◆ **作業内容**
予防接種と医療費控除に関する次の文章を、一字一句変えずに全文出力してください。

◆ **文書抜粋**
────────────────────────────────────────

予防接種は「医療費控除」の対象になる? ならない? 補助金の活用も解説

医療費控除とは、納税者やその家族が1年間に支払った医療費を確定申告することで、納付する所得税を減らすことができる制度です。申告できる医療費には診察費や入院費などいろいろなものがありますが、インフルエンザの予防接種費は医療費控除の対象とならないので注意が必要です。

この記事では、医療費控除の対象となるもの、ならないもの、注意点などを解説していきます。インフルエンザの予防接種は自治体や会社から補助金が出る場合もあるので、併せて確認していきましょう。

インフルエンザなどの予防接種は医療費控除の対象外?

インフルエンザなどの予防接種はまとまった費用がかかるものの、医療費控除の対象外となっており注意が必要です。ここでは、医療費控除の仕組みや対象となる費用、ならない費用について詳しく解説していきます。

そもそも医療費控除とは?

医療費控除とは、1年間に支払った医療費が一定額を超える場合に確定申告をすると、課税所得を減らすことができ、その結果納める税金額も減らすことができる制度です。会社員などの給与所得者の場合は、確定申告をすることでいったん支払っていた税金が「還付金」という形で戻ってきます。

────────────────────────────────────────

[データセット項目]
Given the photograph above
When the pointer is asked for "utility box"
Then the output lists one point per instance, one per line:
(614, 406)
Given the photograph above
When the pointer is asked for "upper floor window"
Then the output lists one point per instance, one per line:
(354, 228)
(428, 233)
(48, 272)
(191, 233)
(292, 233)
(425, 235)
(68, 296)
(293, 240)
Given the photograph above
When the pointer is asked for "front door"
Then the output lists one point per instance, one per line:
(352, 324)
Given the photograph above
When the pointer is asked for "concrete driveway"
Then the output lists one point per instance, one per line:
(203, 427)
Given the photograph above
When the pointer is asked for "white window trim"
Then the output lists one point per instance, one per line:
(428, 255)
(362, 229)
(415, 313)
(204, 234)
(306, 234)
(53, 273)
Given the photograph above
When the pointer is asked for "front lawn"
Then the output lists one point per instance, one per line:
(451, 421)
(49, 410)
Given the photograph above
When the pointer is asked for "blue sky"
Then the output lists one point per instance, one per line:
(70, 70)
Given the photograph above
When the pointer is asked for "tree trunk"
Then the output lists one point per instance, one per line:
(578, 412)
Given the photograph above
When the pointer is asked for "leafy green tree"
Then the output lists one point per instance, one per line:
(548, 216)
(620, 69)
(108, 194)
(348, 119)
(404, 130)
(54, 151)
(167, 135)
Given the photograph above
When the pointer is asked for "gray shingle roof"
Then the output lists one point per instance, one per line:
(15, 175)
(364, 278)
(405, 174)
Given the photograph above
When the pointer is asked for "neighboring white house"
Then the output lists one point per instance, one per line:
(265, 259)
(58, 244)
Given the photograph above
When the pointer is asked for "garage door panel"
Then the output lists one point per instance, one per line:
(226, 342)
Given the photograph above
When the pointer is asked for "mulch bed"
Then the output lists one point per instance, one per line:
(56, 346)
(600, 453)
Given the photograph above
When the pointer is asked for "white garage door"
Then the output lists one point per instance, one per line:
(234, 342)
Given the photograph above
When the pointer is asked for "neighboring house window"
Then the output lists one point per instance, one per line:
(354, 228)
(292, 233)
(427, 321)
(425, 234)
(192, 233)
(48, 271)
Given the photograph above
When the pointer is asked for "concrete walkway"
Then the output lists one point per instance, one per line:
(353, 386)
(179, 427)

────────────────────────────────────────

◆ **課題への回答**
予防接種は「医療費控除」の対象になる? ならない? 補助金の活用も解説

医療費控除とは、納税者やその家族が1年間に支払った医療費を確定申告することで、納付する所得税を減らすことができる制度です。申告できる医療費には診察費や入院費などいろいろなものがありますが、インフルエンザの予防接種費は医療費控除の対象とならないので注意が必要です。

この記事では、医療費控除の対象となるもの、ならないもの、注意点などを解説していきます。インフルエンザの予防接種は自治体や会社から補助金が出る場合もあるので、併せて確認していきましょう。

インフルエンザなどの予防接種は医療費控除の対象外?

インフルエンザなどの予防接種はまとまった費用がかかるものの、医療費控除の対象外となっており注意が必要です。ここでは、医療費控除の仕組みや対象となる費用、ならない費用について詳しく解説していきます。

そもそも医療費控除とは?

医療費控除とは、1年間に支払った医療費が一定額を超える場合に確定申告をすると、課税所得を減らすことができ、その結果納める税金額も減らすことができる制度です。会社員などの給与所得者の場合は、確定申告をすることでいったん支払っていた税金が「還付金」という形で戻ってきます。